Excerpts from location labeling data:
::::
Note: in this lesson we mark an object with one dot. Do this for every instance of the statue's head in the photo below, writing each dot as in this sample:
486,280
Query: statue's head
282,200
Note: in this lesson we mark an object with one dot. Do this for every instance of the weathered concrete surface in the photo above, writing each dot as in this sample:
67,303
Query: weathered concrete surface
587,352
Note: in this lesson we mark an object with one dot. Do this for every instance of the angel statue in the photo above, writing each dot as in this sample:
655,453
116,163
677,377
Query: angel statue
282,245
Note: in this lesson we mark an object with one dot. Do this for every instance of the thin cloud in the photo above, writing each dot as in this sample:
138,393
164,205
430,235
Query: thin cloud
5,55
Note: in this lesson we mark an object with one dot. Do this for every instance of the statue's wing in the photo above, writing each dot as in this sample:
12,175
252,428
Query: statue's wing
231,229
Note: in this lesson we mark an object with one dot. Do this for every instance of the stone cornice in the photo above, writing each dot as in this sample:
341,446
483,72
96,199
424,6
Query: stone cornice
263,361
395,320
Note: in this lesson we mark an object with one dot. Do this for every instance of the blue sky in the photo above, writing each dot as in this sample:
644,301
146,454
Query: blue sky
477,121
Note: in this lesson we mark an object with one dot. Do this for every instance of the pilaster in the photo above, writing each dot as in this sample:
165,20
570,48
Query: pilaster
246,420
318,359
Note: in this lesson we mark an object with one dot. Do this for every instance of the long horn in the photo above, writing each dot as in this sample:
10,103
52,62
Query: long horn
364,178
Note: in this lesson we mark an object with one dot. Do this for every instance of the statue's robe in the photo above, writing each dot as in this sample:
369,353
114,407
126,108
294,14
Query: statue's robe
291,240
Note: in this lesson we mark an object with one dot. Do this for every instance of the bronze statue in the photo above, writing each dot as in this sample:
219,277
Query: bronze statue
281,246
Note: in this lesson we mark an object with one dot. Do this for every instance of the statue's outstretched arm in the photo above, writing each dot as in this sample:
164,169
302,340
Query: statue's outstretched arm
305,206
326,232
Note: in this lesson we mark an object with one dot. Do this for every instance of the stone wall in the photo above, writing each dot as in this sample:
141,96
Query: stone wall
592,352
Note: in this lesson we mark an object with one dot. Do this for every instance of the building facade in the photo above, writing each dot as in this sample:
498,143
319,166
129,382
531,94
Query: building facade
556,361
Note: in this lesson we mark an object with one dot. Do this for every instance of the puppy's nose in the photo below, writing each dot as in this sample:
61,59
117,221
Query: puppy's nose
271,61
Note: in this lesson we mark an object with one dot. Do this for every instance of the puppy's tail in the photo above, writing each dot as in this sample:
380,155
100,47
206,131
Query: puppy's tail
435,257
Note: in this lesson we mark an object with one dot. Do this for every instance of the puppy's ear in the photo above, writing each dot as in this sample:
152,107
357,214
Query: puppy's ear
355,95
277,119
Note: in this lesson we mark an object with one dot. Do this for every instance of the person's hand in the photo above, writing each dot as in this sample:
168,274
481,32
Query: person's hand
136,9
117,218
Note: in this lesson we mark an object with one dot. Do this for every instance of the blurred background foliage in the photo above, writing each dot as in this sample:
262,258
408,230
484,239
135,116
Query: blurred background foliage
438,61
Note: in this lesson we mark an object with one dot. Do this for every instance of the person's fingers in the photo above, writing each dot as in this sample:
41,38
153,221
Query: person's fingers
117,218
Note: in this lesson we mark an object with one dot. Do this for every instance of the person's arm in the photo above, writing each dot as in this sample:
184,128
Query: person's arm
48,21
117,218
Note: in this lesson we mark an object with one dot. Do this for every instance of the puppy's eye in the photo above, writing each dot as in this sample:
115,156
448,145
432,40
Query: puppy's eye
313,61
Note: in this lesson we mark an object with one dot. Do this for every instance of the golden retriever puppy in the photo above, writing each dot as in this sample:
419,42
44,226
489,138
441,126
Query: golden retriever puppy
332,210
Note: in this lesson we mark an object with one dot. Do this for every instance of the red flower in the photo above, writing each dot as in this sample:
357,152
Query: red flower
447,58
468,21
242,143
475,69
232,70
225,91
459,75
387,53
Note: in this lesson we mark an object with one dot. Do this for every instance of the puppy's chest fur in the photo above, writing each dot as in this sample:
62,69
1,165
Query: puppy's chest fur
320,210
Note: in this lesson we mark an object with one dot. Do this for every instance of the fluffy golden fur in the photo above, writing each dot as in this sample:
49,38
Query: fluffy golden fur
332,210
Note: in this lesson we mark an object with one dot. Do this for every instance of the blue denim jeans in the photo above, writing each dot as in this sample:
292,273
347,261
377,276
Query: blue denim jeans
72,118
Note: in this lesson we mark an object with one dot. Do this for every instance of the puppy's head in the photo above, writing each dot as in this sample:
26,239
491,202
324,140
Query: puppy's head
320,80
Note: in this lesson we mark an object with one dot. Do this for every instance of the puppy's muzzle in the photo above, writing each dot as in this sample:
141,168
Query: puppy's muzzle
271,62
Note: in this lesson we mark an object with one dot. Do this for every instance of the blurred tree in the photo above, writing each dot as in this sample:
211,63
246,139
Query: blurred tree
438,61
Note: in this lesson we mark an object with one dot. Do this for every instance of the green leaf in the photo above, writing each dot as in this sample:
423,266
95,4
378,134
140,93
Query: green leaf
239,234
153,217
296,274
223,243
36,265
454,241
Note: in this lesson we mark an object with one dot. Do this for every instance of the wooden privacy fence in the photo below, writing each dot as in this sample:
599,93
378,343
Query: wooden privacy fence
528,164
::::
Render the listing above as a Markdown table with two columns, Row and Line. Put each line of the listing in its own numbered row, and leave out blank lines.

| Row | Line |
|---|---|
| 1 | Note: in this lesson we mark an object with one dot. Do this for every instance of the statue's head in the photo below, writing each dot as in this sample: |
| 2 | 486,280 |
| 3 | Query: statue's head |
| 4 | 282,200 |
| 5 | Note: in this lesson we mark an object with one dot. Do this for every instance of the weathered concrete surface in the photo above, writing each dot as in this sample: |
| 6 | 67,303 |
| 7 | Query: weathered concrete surface |
| 8 | 587,352 |
| 9 | Note: in this lesson we mark an object with one dot. Do this for every instance of the angel statue in the photo above, writing each dot as in this sample: |
| 10 | 655,453 |
| 11 | 116,163 |
| 12 | 677,377 |
| 13 | Query: angel statue |
| 14 | 282,245 |
| 15 | Note: in this lesson we mark an object with one dot. Do this for every instance of the thin cloud in the photo above, writing each dot as in this sample: |
| 16 | 138,393 |
| 17 | 164,205 |
| 18 | 430,235 |
| 19 | Query: thin cloud |
| 20 | 5,55 |
| 21 | Note: in this lesson we mark an object with one dot. Do this for every instance of the statue's wing in the photo above, writing each dot as in this sample: |
| 22 | 12,175 |
| 23 | 252,428 |
| 24 | Query: statue's wing |
| 25 | 231,229 |
| 26 | Note: in this lesson we mark an object with one dot. Do this for every instance of the stone cornice in the photo above, writing each dot as in this sample: |
| 27 | 341,446 |
| 28 | 483,72 |
| 29 | 96,199 |
| 30 | 424,6 |
| 31 | Query: stone cornice |
| 32 | 263,361 |
| 33 | 395,320 |
| 34 | Note: in this lesson we mark an object with one dot. Do this for every instance of the blue sky in the photo above, writing each dot as in this sample: |
| 35 | 644,301 |
| 36 | 146,454 |
| 37 | Query: blue sky |
| 38 | 477,121 |
| 39 | Note: in this lesson we mark an object with one dot. Do this for every instance of the pilaster in the photo above, writing each dot as in this sample: |
| 40 | 165,20 |
| 41 | 570,48 |
| 42 | Query: pilaster |
| 43 | 246,420 |
| 44 | 318,359 |
| 45 | Note: in this lesson we mark an object with one dot. Do this for every instance of the long horn in the photo above, writing each dot as in this sample: |
| 46 | 10,103 |
| 47 | 52,62 |
| 48 | Query: long horn |
| 49 | 364,178 |
| 50 | Note: in this lesson we mark an object with one dot. Do this for every instance of the statue's robe in the photo above, writing each dot as in this sample: |
| 51 | 369,353 |
| 52 | 114,407 |
| 53 | 126,108 |
| 54 | 294,14 |
| 55 | Query: statue's robe |
| 56 | 291,240 |
| 57 | Note: in this lesson we mark an object with one dot. Do this for every instance of the bronze statue in the photo above, writing each dot as in this sample: |
| 58 | 219,277 |
| 59 | Query: bronze statue |
| 60 | 281,246 |
| 61 | Note: in this lesson we mark an object with one dot. Do this for every instance of the statue's outstretched arm in the photo above, writing each dot as in this sample: |
| 62 | 164,169 |
| 63 | 302,340 |
| 64 | Query: statue's outstretched arm |
| 65 | 305,206 |
| 66 | 326,232 |
| 67 | Note: in this lesson we mark an object with one dot. Do this for every instance of the stone wall in the photo above, writing each dot as in this sample: |
| 68 | 141,96 |
| 69 | Query: stone wall |
| 70 | 592,352 |
| 71 | Note: in this lesson we mark an object with one dot. Do this for every instance of the building facade in the photo above, writing each dot as in this sample: |
| 72 | 498,143 |
| 73 | 319,166 |
| 74 | 129,382 |
| 75 | 531,94 |
| 76 | Query: building facade |
| 77 | 556,361 |
| 78 | Note: in this lesson we mark an object with one dot. Do this for every instance of the puppy's nose in the photo below, writing each dot as in this sample: |
| 79 | 61,59 |
| 80 | 117,221 |
| 81 | Query: puppy's nose |
| 82 | 271,61 |
| 83 | Note: in this lesson we mark an object with one dot. Do this for every instance of the puppy's tail in the photo above, writing each dot as in this sample: |
| 84 | 380,155 |
| 85 | 100,47 |
| 86 | 206,131 |
| 87 | Query: puppy's tail |
| 88 | 435,257 |
| 89 | Note: in this lesson we mark an object with one dot. Do this for every instance of the puppy's ear in the photo above, writing each dot as in this sample: |
| 90 | 152,107 |
| 91 | 357,214 |
| 92 | Query: puppy's ear |
| 93 | 355,95 |
| 94 | 277,119 |
| 95 | Note: in this lesson we mark an object with one dot. Do this for every instance of the person's hand in the photo above, writing each dot as in this sample: |
| 96 | 168,274 |
| 97 | 481,32 |
| 98 | Query: person's hand |
| 99 | 136,9 |
| 100 | 117,218 |
| 101 | Note: in this lesson we mark an object with one dot. Do this for every instance of the blurred background foliage in the photo above, writing each dot as in this sample: |
| 102 | 262,258 |
| 103 | 408,230 |
| 104 | 484,239 |
| 105 | 135,116 |
| 106 | Query: blurred background foliage |
| 107 | 438,61 |
| 108 | Note: in this lesson we mark an object with one dot. Do this for every instance of the person's fingers in the photo above, writing each dot as in this sample: |
| 109 | 41,38 |
| 110 | 153,221 |
| 111 | Query: person's fingers |
| 112 | 117,218 |
| 113 | Note: in this lesson we mark an object with one dot. Do this for every instance of the person's arm in the photo above, writing each dot as in this sample: |
| 114 | 184,128 |
| 115 | Query: person's arm |
| 116 | 48,21 |
| 117 | 117,218 |
| 118 | Note: in this lesson we mark an object with one dot. Do this for every instance of the puppy's eye in the photo above, writing each dot as in this sample: |
| 119 | 115,156 |
| 120 | 448,145 |
| 121 | 432,40 |
| 122 | Query: puppy's eye |
| 123 | 313,61 |
| 124 | Note: in this lesson we mark an object with one dot. Do this for every instance of the golden retriever puppy in the photo above, writing each dot as in this sample: |
| 125 | 419,42 |
| 126 | 44,226 |
| 127 | 489,138 |
| 128 | 441,126 |
| 129 | Query: golden retriever puppy |
| 130 | 332,210 |
| 131 | Note: in this lesson we mark an object with one dot. Do this for every instance of the red flower in the photo above, writing each dot as in this sample: |
| 132 | 357,152 |
| 133 | Query: red flower |
| 134 | 447,58 |
| 135 | 468,21 |
| 136 | 242,143 |
| 137 | 475,69 |
| 138 | 232,70 |
| 139 | 225,91 |
| 140 | 459,75 |
| 141 | 387,53 |
| 142 | Note: in this lesson we mark an object with one dot. Do this for every instance of the puppy's chest fur in the photo above, writing each dot as in this sample: |
| 143 | 62,69 |
| 144 | 1,165 |
| 145 | Query: puppy's chest fur |
| 146 | 320,210 |
| 147 | Note: in this lesson we mark an object with one dot. Do this for every instance of the fluffy golden fur in the photo above, writing each dot as in this sample: |
| 148 | 49,38 |
| 149 | Query: fluffy golden fur |
| 150 | 332,210 |
| 151 | Note: in this lesson we mark an object with one dot. Do this for every instance of the blue denim jeans in the photo above, writing each dot as in this sample: |
| 152 | 292,273 |
| 153 | 347,261 |
| 154 | 377,276 |
| 155 | Query: blue denim jeans |
| 156 | 72,118 |
| 157 | Note: in this lesson we mark an object with one dot. Do this for every instance of the puppy's head in the photo above, writing each dot as in this sample: |
| 158 | 26,239 |
| 159 | 491,202 |
| 160 | 324,140 |
| 161 | Query: puppy's head |
| 162 | 320,80 |
| 163 | Note: in this lesson we mark an object with one dot. Do this for every instance of the puppy's muzzle in the photo above, writing each dot as in this sample: |
| 164 | 141,168 |
| 165 | Query: puppy's muzzle |
| 166 | 271,62 |
| 167 | Note: in this lesson we mark an object with one dot. Do this for every instance of the blurred tree in the photo above, writing each dot as in this sample: |
| 168 | 211,63 |
| 169 | 246,139 |
| 170 | Query: blurred tree |
| 171 | 438,61 |
| 172 | Note: in this lesson we mark an object with one dot. Do this for every instance of the green leaf in the photo above, writing each dot as in this sample: |
| 173 | 423,266 |
| 174 | 95,4 |
| 175 | 378,134 |
| 176 | 140,93 |
| 177 | Query: green leaf |
| 178 | 239,234 |
| 179 | 153,217 |
| 180 | 296,274 |
| 181 | 223,243 |
| 182 | 36,265 |
| 183 | 454,241 |
| 184 | Note: in this lesson we mark an object with one dot. Do this for every instance of the wooden privacy fence in the photo below, writing each dot as in this sample: |
| 185 | 599,93 |
| 186 | 378,343 |
| 187 | Query: wooden privacy fence |
| 188 | 528,164 |